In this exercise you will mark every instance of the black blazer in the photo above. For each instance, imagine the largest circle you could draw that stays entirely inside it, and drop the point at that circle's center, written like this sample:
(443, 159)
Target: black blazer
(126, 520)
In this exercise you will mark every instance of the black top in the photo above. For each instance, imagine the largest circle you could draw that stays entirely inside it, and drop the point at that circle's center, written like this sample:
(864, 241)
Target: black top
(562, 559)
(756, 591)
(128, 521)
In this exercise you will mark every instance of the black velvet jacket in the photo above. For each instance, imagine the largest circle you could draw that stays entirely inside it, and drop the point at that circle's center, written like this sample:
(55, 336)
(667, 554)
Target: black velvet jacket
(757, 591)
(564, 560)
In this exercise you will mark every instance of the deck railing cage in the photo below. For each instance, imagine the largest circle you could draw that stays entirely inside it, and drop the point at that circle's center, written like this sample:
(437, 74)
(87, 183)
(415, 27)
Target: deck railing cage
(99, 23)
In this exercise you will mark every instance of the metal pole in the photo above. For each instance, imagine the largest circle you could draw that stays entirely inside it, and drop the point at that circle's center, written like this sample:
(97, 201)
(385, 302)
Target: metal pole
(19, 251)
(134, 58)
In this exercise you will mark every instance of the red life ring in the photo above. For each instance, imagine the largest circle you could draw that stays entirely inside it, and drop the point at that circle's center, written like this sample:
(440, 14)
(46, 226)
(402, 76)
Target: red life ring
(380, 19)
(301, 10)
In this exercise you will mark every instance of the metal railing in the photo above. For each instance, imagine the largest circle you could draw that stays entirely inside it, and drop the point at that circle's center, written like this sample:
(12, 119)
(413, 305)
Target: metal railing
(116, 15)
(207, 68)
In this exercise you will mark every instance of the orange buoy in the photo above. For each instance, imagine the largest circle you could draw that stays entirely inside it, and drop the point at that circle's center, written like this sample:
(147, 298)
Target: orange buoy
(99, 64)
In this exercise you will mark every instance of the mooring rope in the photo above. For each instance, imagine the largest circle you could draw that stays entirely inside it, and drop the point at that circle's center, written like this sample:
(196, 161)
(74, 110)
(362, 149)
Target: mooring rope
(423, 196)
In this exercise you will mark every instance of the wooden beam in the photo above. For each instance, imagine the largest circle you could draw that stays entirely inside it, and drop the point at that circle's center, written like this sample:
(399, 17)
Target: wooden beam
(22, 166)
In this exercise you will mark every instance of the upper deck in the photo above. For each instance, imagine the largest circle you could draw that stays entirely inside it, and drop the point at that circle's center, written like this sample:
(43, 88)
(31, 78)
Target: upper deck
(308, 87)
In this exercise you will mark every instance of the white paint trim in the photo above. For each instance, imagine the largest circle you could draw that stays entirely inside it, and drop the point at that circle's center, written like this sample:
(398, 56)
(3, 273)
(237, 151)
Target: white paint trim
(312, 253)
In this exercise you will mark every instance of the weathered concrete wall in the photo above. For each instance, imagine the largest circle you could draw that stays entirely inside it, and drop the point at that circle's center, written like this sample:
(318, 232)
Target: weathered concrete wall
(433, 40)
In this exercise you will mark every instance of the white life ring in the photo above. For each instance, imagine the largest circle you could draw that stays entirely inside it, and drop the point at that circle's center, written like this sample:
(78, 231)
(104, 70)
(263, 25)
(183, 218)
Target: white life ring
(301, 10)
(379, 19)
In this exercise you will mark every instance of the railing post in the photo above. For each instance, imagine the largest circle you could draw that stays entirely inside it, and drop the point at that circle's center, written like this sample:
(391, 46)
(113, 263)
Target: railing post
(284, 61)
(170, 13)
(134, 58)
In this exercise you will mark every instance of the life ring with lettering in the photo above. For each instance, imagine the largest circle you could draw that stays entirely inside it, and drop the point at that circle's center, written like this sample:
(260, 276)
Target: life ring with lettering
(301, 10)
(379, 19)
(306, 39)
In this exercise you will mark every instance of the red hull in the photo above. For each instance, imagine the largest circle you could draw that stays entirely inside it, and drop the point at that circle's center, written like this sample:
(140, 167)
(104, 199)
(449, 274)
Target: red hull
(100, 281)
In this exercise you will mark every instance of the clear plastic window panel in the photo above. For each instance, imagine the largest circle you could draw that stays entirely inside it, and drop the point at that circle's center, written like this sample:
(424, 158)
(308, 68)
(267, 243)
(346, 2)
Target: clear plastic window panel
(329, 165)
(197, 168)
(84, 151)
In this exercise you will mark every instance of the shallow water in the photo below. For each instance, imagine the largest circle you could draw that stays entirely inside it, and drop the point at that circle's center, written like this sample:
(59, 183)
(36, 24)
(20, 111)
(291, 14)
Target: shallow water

+ + + + +

=== WHAT TO PRODUCE ===
All of the material should be copied verbatim.

=== EXPECTED OUTPUT ===
In this exercise you will mark every instance of the black blazer in the photo above. For each instance, imagine the largest circle you could draw that stays entirely inside it, and drop the point at that circle's center, written like this sample:
(443, 159)
Target: black blazer
(126, 520)
In this exercise you will mark every instance of the black top in the photo above. For each instance, imagine the largest circle you could draw that stays entirely inside it, and drop the point at that circle's center, written like this sample:
(864, 241)
Target: black top
(562, 559)
(756, 591)
(128, 521)
In this exercise you will mark every instance of the black velvet jacket in the photo above. For each instance, imagine the largest circle you could draw that stays entirely inside it, and drop the point at that circle's center, written like this sample:
(55, 336)
(667, 554)
Target: black velvet jacket
(757, 591)
(564, 560)
In this exercise you will mark every instance of the deck railing cage in the photo below. For each instance, imagine the largest circle you could draw that stays entirely inside it, and drop the point at that circle's center, written like this sample:
(437, 74)
(87, 183)
(415, 27)
Target: deck railing cage
(99, 23)
In this exercise you will mark every instance of the metal pole in the photo above. For each instance, imagine the largest circle you could draw that stays entirely inside it, and drop the point at that circle's center, written like this sample:
(97, 201)
(385, 302)
Target: metal pole
(19, 251)
(134, 58)
In this exercise you will mark every instance of the red life ring in the photo above. For each instance, imagine the largest circle you could draw that stays entirely inside it, and drop the point at that circle's center, written like this sample:
(440, 14)
(46, 226)
(402, 76)
Target: red life ring
(380, 19)
(301, 10)
In this exercise you will mark every instance of the metal railing in the photo above. For each instance, imagine the largest circle you could draw that stays entirely inside it, and drop the point at that circle's center, written like this sample:
(12, 119)
(413, 305)
Target: metal railing
(116, 15)
(207, 68)
In this exercise you will mark every instance of the orange buoy in the photo above. For each instance, imagine the largest circle you could draw that stays entirely inside it, and drop the point at that circle's center, written like this sample:
(147, 298)
Target: orange buoy
(99, 64)
In this exercise you will mark every instance of the mooring rope in the photo above. For each instance, imagine the largest circle you could draw that stays entirely inside it, and drop the point at that circle's center, written like this sample:
(196, 161)
(74, 110)
(362, 149)
Target: mooring rope
(423, 196)
In this exercise you will mark every instance of the wooden beam in the photo above. For each instance, imagine the largest circle you could draw that stays entirely inside it, and drop the point at that circle's center, written like this sample:
(399, 17)
Target: wooden beam
(22, 166)
In this exercise you will mark every instance of the upper deck in the photo above. For each instance, imagine the largest circle you could draw that stays entirely inside it, and drop the point at that circle's center, written like this sample:
(43, 88)
(31, 78)
Target: upper deck
(308, 87)
In this exercise you will mark every instance of the white paint trim in the photo above. For each instance, imagine the largest circle you could draw that stays entirely inside it, and drop the point at that circle's center, written like this sample:
(398, 56)
(3, 273)
(237, 151)
Target: white paint trim
(312, 253)
In this exercise you will mark every instance of the weathered concrete wall in the photo above. For each instance, imagine the largest circle you could draw that stays entirely inside it, and drop the point at that circle's center, written like this sample:
(318, 232)
Target: weathered concrete wall
(433, 40)
In this exercise you will mark every instance of the white life ring in the photo above. For each instance, imagine the largest circle you could draw that stays entirely inside it, and drop the point at that circle's center, written like this sample:
(78, 231)
(104, 70)
(263, 25)
(183, 218)
Target: white life ring
(301, 10)
(379, 19)
In this exercise you will mark every instance of the railing post in the photo above. For each instance, imagine the largest circle you could draw that stays entirely inside it, and drop the point at that circle's center, written like this sample:
(391, 46)
(113, 263)
Target: railing post
(284, 61)
(170, 13)
(134, 58)
In this exercise you will mark every instance of the life ring with lettering in the photo above. For each instance, imagine the largest circle you could draw that stays entirely inside it, and drop the point at that circle's center, written like this sample:
(260, 276)
Target: life ring with lettering
(301, 10)
(379, 19)
(306, 39)
In this exercise you will mark every instance of the red hull in the photo above. For each instance, imagine the largest circle you could draw that stays entirely inside it, and drop the point at that circle's center, written like this sample:
(140, 167)
(104, 199)
(449, 274)
Target: red hull
(100, 281)
In this exercise you will mark every instance of the clear plastic window panel in the photo above. For each instance, imagine the largest circle you could draw that stays entirely inside it, and drop the point at that circle's center, written like this sample:
(424, 158)
(308, 68)
(267, 243)
(346, 2)
Target: clear plastic window panel
(329, 165)
(197, 168)
(84, 151)
In this exercise you will mark every instance of the shallow water in the photo below. For each instance, imagine the largest circle you could draw that stays entirely inside it, and drop the point at that circle's center, written like this sample:
(59, 183)
(36, 24)
(20, 111)
(291, 14)
Target: shallow water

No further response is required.